[Start Text passage]

NOT FOR DISTRIBUTION TO UNITED STATES NEWSWIRE SERVICES OR FOR DISSEMINATION IN
THE UNITED STATES
Latigo Capital Corporation ("Latigo") (TSX VENTURE:LTG.P), Warnic 1 Enterprises
Ltd. ("Warnic") (TSX VENTURE:WNCP), Valentine Ventures Corp. ("Valentine") (TSX
VENTURE:VVN), Blackwater Capital Corp. ("Blackwater") (TSX VENTURE:BCC.P), all
capital pool companies ("CPCs") and Cumberland Oil & Gas Ltd. ("Cumberland"), a
privately held oil and gas company, are pleased to announce that in connection
with their previous news release dated December 18, 2009, they have mailed a
joint information circular and proxy statement ("Information Circular") to their
respective shareholders with respect to the previously announced amalgamation of
each of Latigo, Warnic, Valentine, Blackwater and Cumberland (the
"Amalgamation") to form a new company to be called Cumberland Oil & Gas Ltd.

[End Text passage]

Stated task 1
Pick out every line of the records that contains the string "window", treating uppercase and lowercase as different.

[Start Records provided]

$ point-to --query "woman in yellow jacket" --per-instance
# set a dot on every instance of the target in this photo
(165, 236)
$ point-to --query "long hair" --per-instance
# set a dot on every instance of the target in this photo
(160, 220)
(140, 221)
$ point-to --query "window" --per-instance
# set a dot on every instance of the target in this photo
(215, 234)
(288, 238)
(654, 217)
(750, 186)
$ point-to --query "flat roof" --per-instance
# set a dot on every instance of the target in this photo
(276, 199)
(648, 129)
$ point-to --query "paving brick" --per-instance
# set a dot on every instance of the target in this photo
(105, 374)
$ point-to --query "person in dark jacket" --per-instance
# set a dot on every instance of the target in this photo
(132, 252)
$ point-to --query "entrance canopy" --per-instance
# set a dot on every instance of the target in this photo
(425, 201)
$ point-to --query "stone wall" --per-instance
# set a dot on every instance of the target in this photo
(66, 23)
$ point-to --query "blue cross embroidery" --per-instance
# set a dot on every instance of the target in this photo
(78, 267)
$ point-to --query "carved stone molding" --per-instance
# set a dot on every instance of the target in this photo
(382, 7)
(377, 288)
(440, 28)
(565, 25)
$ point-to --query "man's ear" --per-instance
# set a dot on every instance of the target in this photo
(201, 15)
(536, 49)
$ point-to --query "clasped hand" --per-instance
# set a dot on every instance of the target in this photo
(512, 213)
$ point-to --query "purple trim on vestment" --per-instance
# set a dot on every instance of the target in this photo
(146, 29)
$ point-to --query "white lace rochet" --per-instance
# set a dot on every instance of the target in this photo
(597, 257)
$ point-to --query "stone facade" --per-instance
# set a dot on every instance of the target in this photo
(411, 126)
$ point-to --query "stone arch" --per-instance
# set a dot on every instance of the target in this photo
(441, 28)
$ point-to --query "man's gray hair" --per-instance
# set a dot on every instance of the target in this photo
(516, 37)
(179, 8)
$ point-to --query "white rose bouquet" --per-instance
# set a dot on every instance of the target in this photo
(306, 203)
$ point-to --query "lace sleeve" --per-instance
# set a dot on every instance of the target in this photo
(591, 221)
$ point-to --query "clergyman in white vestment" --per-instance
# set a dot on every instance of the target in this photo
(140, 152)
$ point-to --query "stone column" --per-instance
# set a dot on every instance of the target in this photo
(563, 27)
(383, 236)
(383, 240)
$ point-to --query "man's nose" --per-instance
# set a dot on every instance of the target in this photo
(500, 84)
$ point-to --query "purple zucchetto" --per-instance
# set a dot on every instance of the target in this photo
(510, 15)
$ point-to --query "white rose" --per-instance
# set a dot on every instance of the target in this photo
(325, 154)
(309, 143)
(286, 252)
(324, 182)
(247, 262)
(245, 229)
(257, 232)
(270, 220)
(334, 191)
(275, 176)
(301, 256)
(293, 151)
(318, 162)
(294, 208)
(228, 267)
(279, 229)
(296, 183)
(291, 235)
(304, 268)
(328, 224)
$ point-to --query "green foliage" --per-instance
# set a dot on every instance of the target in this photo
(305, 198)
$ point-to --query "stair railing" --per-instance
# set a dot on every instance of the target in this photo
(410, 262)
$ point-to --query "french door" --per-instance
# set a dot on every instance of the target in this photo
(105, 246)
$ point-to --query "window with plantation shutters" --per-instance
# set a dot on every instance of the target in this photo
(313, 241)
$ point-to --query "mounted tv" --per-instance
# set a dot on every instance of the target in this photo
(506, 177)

[End Records provided]

Stated task 2
List the TSX Venture ticker symbols given in the amalgamation announcement.

Complete answer 1
$ point-to --query "window" --per-instance
$ point-to --query "window with plantation shutters" --per-instance

Complete answer 2
LTG.P, WNCP, VVN, BCC.P